(Exercise passage)
(Bloomberg) -- Want to receive this post in your inbox every morning? Sign up here.
Hong Kong’s Carrie Lam urges a return to order after protests but refused to pull bill. Asia equity futures are pointing lower after U.S tech stocks led a stock slump. And India plans to launch a lunar mission by July 15. Here are some of the things people in markets are talking about today.
Call for Calm
Hong Kong is locked in extradition-bill stalemate. Leader Carrie Lam called for calm after demonstrations rocked the city and prompted police to fire tear gas and rubber bullets to disperse protesters, some of whom remained barricaded. She refused to withdraw the bill that triggered the conflict, which injured more than 70 people. President Trump expressed confidence that Hong Kong and Beijing will “be able to work it out.” View videos, pictures and more from the protest.
Asian equity futures are predicting more losses after U.S. stocks slumped, with tech shares leading the declines. Trade pessimism blunted optimism the U.S. Fed is closer to cutting rates. Treasuries extended the global bond rally, with 10-year yields dropping two basis points. The dollar rose against every G-10 peer save the yen, with the Aussie giving up the most ground. Oil fell to a four-month low as U.S. crude stockpiles unexpectedly hit a 20-month high amid subdued demand. Meanwhile, oil demand is shriveling as the trade war between the U.S. and China trips up the global economy.
More Trade Threats
Trump threatened to impose sanctions to stop construction of the Nord Stream 2 gas pipeline between Russia and Germany, sending the euro lower. “We're protecting Germany from Russia, and Russia is getting billions and billions of dollars in money from Germany,” the president said. The Kremlin denounced the comments as “blackmail.” Here's our explainer on why the world worries about Russia's natural gas pipeline. Meanwhile, Trump expressed optimism a China trade agreement can be worked out. “I have a feeling that we are going to make a deal,” he said at the White House.
(End Exercise passage)
(Data records)
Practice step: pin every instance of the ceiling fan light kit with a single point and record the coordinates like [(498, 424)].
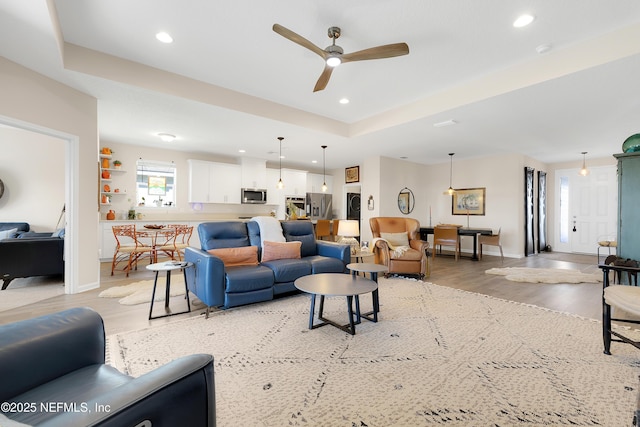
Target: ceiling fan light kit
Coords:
[(334, 55)]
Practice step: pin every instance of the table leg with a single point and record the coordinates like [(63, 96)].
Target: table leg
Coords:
[(186, 289), (312, 310), (167, 291), (475, 247), (153, 294), (352, 326)]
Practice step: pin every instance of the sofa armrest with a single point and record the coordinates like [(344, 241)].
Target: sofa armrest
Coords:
[(38, 350), (334, 250), (381, 252), (207, 279), (180, 393), (419, 245)]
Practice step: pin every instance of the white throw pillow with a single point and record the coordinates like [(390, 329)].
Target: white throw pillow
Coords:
[(396, 239), (5, 234)]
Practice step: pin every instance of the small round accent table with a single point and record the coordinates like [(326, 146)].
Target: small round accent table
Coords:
[(169, 266), (335, 284), (373, 270)]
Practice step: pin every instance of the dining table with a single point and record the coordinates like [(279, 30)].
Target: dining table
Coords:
[(462, 231), (165, 234)]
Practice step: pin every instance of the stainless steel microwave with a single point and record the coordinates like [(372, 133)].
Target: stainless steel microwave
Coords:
[(253, 196)]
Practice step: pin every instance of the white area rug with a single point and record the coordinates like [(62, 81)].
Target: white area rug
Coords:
[(545, 275), (437, 356), (29, 290), (140, 292)]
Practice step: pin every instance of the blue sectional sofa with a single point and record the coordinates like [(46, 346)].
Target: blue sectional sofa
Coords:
[(218, 285)]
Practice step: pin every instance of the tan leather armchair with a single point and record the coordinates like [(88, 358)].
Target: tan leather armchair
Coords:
[(389, 230)]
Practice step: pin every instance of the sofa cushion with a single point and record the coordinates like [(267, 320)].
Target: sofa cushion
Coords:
[(396, 239), (280, 250), (223, 234), (301, 231), (323, 264), (248, 278), (8, 234), (244, 255), (288, 270)]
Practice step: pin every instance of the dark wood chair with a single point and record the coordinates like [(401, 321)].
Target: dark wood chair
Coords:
[(446, 235), (492, 240)]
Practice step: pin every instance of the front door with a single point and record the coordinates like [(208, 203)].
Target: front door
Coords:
[(587, 208)]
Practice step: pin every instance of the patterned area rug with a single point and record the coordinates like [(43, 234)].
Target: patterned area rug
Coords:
[(546, 275), (438, 356)]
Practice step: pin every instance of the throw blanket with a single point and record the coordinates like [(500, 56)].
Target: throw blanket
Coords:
[(270, 229), (397, 251)]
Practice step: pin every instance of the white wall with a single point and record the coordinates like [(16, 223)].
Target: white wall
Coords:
[(33, 101), (32, 169)]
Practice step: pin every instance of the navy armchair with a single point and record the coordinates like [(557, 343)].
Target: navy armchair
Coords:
[(53, 373)]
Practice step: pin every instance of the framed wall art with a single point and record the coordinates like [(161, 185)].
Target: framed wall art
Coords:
[(352, 174), (468, 201)]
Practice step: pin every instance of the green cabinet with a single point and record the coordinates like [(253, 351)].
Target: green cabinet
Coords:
[(628, 205)]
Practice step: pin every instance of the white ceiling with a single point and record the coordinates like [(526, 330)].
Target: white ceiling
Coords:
[(233, 83)]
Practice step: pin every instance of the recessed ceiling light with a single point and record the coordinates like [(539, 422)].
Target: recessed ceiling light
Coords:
[(164, 37), (523, 20), (166, 137), (543, 48), (445, 123)]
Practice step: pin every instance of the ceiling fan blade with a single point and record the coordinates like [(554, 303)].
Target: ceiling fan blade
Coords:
[(324, 78), (386, 51), (297, 38)]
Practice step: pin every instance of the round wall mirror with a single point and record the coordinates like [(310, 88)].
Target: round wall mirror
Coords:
[(406, 201)]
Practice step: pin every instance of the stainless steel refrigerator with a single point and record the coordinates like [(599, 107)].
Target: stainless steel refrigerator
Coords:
[(318, 206)]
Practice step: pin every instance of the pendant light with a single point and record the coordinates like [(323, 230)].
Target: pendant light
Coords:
[(584, 171), (450, 190), (280, 183), (324, 171)]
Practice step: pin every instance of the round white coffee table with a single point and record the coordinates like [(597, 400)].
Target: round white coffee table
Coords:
[(335, 284), (169, 266)]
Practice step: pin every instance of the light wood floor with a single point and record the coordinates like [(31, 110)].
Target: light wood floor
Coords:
[(583, 299)]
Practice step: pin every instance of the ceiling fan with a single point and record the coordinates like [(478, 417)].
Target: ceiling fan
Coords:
[(334, 55)]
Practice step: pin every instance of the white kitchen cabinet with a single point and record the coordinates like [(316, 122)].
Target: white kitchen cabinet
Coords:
[(315, 181), (211, 182), (225, 183), (295, 182), (254, 173)]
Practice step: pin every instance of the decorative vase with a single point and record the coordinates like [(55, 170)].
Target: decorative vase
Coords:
[(631, 144)]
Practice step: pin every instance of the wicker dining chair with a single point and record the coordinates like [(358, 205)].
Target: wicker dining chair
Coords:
[(128, 248)]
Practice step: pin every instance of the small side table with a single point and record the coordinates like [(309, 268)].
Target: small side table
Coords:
[(169, 266), (359, 255), (373, 270)]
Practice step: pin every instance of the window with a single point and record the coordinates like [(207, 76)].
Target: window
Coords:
[(155, 184), (564, 209)]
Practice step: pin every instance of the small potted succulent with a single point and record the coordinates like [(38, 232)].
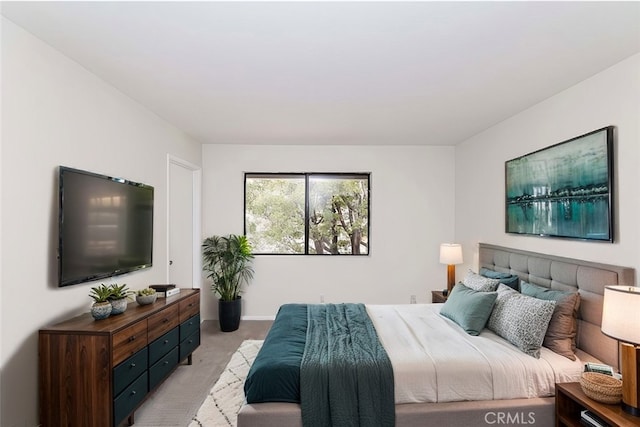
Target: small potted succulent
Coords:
[(146, 296), (119, 298), (101, 308)]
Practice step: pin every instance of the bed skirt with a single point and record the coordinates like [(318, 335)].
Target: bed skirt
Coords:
[(513, 412)]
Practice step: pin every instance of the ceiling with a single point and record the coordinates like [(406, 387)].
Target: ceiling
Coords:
[(417, 73)]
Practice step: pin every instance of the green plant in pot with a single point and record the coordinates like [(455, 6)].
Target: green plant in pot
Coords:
[(227, 262), (119, 298), (101, 308)]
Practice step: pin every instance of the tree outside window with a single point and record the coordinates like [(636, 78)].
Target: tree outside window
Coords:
[(328, 211)]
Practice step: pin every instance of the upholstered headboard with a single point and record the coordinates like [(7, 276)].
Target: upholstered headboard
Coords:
[(560, 273)]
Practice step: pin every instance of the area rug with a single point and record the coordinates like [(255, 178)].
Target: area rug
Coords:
[(220, 408)]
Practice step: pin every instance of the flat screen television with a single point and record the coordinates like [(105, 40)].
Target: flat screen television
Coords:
[(105, 226)]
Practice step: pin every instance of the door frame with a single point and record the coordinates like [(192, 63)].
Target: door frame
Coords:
[(196, 175)]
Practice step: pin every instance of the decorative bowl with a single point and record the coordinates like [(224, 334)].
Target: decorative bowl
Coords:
[(601, 388), (146, 299)]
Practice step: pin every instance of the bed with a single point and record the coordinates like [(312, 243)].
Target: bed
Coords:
[(552, 272)]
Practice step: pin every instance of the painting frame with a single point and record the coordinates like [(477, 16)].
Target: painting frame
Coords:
[(564, 190)]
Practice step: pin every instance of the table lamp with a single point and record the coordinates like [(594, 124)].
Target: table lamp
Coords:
[(450, 254), (621, 320)]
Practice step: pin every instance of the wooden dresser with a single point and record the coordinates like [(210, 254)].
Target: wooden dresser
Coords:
[(97, 372)]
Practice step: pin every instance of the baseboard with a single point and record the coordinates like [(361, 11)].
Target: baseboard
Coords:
[(258, 317)]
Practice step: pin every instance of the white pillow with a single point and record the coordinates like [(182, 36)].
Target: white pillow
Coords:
[(520, 319), (480, 283)]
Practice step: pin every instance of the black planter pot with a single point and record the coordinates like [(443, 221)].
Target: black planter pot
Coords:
[(229, 314)]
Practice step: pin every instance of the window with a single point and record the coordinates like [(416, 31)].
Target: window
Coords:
[(307, 213)]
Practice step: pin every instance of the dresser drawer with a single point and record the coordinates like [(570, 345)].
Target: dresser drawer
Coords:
[(162, 368), (162, 345), (129, 370), (127, 401), (162, 322), (189, 307), (189, 344), (189, 326), (128, 341)]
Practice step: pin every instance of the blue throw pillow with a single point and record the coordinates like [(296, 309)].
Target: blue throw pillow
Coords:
[(470, 309), (511, 280)]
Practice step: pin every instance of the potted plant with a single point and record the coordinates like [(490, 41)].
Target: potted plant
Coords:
[(119, 297), (101, 308), (227, 261)]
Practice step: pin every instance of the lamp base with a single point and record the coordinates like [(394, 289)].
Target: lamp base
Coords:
[(630, 358), (451, 277)]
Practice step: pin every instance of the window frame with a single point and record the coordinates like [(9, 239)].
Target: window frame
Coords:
[(306, 176)]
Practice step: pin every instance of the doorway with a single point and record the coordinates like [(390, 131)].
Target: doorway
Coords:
[(183, 223)]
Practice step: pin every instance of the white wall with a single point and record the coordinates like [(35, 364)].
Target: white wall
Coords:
[(54, 112), (612, 97), (411, 214)]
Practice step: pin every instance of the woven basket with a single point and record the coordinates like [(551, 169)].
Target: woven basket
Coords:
[(601, 388)]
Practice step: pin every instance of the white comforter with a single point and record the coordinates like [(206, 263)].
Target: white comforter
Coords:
[(434, 360)]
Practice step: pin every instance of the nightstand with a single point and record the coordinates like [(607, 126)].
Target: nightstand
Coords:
[(570, 400), (438, 296)]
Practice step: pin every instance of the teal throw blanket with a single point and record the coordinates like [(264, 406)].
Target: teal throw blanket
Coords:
[(346, 378)]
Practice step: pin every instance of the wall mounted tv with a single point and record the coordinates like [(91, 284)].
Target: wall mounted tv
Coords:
[(105, 226)]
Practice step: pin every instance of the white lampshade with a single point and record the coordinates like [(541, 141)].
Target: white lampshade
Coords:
[(621, 313), (450, 253)]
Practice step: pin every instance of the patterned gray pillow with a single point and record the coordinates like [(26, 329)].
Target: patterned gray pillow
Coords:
[(480, 283), (520, 319)]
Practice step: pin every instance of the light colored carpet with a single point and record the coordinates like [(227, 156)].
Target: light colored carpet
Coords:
[(221, 406)]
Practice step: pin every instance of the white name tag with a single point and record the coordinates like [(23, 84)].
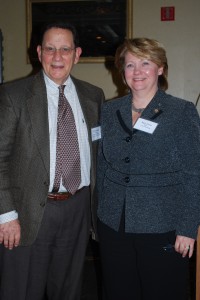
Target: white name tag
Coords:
[(145, 125), (96, 133)]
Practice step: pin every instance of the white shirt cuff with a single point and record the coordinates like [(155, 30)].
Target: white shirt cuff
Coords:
[(7, 217)]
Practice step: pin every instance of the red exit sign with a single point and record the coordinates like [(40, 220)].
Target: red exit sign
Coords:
[(168, 13)]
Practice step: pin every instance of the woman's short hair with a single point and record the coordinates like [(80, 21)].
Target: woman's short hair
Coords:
[(144, 48)]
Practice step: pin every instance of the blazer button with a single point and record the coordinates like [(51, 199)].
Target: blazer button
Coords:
[(127, 179), (128, 139), (127, 159)]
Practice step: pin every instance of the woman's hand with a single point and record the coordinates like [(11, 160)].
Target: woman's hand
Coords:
[(184, 245)]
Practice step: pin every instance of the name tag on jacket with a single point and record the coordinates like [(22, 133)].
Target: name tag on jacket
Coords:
[(96, 133), (145, 125)]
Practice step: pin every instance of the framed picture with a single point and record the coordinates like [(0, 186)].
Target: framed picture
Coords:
[(101, 24)]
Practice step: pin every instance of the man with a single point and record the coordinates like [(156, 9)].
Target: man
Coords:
[(44, 223)]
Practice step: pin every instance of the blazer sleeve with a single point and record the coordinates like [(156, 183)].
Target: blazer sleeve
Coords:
[(187, 138), (8, 125)]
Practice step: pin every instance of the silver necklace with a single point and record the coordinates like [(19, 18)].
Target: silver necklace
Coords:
[(138, 110)]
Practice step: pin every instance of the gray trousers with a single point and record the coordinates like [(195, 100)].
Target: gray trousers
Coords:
[(52, 267)]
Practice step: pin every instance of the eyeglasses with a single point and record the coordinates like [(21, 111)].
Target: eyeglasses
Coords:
[(52, 50)]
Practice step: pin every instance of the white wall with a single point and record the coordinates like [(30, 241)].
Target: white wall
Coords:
[(180, 37)]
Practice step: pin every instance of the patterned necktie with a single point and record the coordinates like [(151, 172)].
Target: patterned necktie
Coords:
[(67, 149)]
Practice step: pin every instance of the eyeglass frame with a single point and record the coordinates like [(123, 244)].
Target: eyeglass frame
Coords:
[(49, 50)]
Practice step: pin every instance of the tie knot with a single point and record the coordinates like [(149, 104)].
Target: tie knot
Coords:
[(61, 89)]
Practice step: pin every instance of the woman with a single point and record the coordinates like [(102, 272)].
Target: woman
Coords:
[(148, 181)]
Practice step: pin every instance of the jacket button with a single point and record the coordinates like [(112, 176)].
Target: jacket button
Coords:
[(127, 159), (127, 179)]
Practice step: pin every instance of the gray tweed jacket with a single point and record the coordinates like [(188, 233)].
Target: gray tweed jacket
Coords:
[(156, 177), (24, 148)]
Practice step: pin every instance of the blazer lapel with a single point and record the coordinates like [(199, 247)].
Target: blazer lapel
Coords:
[(38, 112)]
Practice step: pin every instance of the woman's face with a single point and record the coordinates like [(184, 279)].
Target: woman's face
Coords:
[(141, 74)]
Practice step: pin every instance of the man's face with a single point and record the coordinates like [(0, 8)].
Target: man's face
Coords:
(End Data records)
- [Task description] Copy the part of the news briefing that opens with the words containing "(Bloomberg) -- Want" and closes with "talking about today.", changing "lunar mission" to "moon mission". The entries aren't needed for anything here.

- [Output for this exercise]
(Bloomberg) -- Want to receive this post in your inbox every morning? Sign up here.
Hong Kong’s Carrie Lam urges a return to order after protests but refused to pull bill. Asia equity futures are pointing lower after U.S tech stocks led a stock slump. And India plans to launch a moon mission by July 15. Here are some of the things people in markets are talking about today.